**GIVEN INSTRUCTION 1**
In the commentary on the Paris attacks, what two steps did the authorities take immediately after the latest killings?
**GIVEN INSTRUCTION 2**
Pick up the commentary on the Paris attacks after its final sentence and carry it forward.

**SELECTED EXTRACT**
----

While terrorists shout "death to the infidel", this morning people of goodwill will likely cry "Vive la France!"
That Paris, the City of Light should again be threatened with darkness serves as a reminder that, in an age of globalisation, our way of life, for all its comforts, is never as secure nor as guaranteed as we think.
Having already weathered the Charlie Hebdo attack and its related atrocities, Paris now has to deal with a collection of even more deadly outrages, which President Hollande has rightly labelled an "abomination".
Advertisement
More than 120 people have been killed in the latest brutality, which led the authorities to immediately close France's borders and declare a state of emergency.
This morning, thankfully, reports on the ground suggest that although shaken, Parisians are for the most part getting on with life. Perhaps they see normality as the best form of defiance in the face of barbarism.
In Europe as in many other parts of the developed world, we can arguably find ourselves lulled into a false sense of security about threats from within and without.
Modern technologies and the normal advantages of urbanisation can suggest that our relatively civilised way of life is somehow isolated from and immunised against overt violence.

----

**DATA EXTRACT**
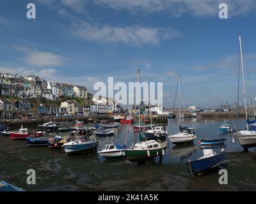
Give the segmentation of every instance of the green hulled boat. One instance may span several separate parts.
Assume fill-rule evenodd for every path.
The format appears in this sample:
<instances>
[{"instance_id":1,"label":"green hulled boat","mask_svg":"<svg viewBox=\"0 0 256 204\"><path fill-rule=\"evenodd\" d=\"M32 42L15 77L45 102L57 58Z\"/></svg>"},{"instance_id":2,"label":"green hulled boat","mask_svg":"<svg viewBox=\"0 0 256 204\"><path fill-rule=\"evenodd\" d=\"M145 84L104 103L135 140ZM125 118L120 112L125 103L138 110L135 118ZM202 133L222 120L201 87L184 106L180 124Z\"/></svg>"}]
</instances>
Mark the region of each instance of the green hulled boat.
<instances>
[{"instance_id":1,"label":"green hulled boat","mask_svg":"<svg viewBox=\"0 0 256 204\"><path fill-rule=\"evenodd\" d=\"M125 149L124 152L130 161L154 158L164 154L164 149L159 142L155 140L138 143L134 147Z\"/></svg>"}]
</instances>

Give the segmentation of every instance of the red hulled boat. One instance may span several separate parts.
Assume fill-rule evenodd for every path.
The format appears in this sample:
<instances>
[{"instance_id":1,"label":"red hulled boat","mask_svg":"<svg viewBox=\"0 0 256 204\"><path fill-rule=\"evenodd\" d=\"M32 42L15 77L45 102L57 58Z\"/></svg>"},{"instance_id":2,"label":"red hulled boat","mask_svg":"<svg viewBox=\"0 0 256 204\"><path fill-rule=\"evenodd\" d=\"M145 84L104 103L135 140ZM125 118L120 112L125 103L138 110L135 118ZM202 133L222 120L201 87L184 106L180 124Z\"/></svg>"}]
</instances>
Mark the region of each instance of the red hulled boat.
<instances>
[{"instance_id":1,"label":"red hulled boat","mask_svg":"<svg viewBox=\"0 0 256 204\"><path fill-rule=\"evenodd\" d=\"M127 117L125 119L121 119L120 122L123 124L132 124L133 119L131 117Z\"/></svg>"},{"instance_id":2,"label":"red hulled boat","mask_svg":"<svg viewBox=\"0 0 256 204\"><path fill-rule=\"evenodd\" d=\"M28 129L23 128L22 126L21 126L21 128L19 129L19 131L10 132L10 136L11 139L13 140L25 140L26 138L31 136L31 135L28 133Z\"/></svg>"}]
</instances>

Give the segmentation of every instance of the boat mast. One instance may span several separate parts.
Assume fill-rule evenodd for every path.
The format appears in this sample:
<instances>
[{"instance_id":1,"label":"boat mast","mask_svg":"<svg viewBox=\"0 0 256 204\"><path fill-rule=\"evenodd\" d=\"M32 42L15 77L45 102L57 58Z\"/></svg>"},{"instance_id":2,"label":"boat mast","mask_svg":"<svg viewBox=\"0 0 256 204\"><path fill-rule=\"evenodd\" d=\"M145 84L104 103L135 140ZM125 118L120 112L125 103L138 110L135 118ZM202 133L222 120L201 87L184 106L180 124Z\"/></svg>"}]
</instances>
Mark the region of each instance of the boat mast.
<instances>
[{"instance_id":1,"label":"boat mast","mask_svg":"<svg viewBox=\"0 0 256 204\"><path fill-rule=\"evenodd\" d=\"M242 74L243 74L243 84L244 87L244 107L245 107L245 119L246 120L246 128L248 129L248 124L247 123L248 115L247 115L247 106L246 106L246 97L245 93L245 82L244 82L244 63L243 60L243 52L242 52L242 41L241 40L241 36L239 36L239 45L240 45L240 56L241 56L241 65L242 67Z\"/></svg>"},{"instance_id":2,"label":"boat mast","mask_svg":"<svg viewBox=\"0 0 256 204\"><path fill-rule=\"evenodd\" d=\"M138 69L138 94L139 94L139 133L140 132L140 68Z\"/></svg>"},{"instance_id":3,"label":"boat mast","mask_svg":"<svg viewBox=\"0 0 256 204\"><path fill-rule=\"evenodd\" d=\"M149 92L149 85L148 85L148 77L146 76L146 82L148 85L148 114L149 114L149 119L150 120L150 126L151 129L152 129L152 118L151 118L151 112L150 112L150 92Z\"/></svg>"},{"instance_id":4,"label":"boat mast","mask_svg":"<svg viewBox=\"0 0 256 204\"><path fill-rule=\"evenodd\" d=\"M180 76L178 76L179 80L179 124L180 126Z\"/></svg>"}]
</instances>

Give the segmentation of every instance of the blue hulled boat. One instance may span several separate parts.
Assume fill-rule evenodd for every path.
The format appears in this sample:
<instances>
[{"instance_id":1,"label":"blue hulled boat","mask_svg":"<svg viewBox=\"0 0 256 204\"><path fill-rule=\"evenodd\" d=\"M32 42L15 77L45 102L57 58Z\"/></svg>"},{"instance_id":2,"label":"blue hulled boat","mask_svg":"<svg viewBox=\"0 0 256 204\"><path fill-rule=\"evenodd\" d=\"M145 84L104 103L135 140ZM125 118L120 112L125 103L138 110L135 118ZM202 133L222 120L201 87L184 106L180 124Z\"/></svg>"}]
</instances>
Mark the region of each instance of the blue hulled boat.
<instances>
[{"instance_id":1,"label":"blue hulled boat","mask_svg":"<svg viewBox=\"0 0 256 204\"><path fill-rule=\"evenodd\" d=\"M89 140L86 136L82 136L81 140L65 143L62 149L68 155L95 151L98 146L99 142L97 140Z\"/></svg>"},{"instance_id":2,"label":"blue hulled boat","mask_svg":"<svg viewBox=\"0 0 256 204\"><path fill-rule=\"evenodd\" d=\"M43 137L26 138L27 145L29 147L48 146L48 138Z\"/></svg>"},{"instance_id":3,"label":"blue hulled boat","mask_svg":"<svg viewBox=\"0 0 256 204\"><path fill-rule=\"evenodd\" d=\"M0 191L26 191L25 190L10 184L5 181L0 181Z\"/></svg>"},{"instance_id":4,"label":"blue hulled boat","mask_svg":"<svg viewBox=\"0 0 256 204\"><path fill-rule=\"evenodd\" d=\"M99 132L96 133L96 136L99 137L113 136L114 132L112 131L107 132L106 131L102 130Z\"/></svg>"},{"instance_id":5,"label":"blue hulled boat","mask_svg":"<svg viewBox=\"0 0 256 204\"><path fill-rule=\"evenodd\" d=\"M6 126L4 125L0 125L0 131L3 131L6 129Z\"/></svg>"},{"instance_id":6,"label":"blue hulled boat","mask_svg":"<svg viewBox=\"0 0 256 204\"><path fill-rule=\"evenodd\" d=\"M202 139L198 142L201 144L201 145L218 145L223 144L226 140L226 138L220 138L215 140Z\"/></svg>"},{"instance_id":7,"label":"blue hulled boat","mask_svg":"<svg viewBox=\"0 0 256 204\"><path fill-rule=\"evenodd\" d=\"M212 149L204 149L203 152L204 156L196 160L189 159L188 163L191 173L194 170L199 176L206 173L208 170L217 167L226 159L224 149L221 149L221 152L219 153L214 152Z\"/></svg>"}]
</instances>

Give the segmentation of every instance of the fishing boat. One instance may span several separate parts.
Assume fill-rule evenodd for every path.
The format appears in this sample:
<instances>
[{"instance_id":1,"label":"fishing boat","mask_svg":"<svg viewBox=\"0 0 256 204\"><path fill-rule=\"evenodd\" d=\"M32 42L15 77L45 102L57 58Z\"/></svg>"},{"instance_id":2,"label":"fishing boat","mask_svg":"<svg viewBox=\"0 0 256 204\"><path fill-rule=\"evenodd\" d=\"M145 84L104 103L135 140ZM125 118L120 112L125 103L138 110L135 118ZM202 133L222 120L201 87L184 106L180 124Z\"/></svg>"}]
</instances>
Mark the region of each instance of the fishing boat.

----

**TASK OUTPUT 1**
They closed France's borders and declared a state of emergency.

**TASK OUTPUT 2**
Digitisation and our growing engagement with social media have produced wonderful opportunities to share ideas and solve problems large and small.
They also, however, allow us to build highly individualised bubbles of existence; cosy enclaves within which - the impact of cyber-bullying notwithstanding - we appear to be able to shut out many of the uncertainties of the real world.
Advertisement
As a result, it is easy for us to believe that we can isolate ourselves within a zone of relative self-determination.
Attacks like that of 13/11 in Paris, as they may well become known, and 7/7 in London shake that sense of inviolable security.
With that in mind, a helpful response not only for Parisians but for all of us who consider ourselves their friends, might be to recalibrate or at least review some of our priorities, collectively if not individually.
That is not to suggest for a moment that terror attacks serve a useful purpose. They do not. But we must make of events, even the most tragic, what we can.
In the wake of an assault on our freedoms, there are almost inevitably calls for reviews of all sorts of big picture, political questions.
In this case, there will doubtless be calls for a rethink of the French military engagement in Syria, for example. Given, as seems likely, that a few of the Paris killers were home-grown, some people will also demand a revisiting of approaches to immigration, or at the very least integration.
Yes, some will do so opportunistically, but many more will do so reflectively and with a genuine desire to take something helpful from disaster.
Hopefully, however, what will emerge in most of us, on a very personal level, is a deeper resolve to uphold and treasure the freedoms that millions of men and women in two world wars died to preserve.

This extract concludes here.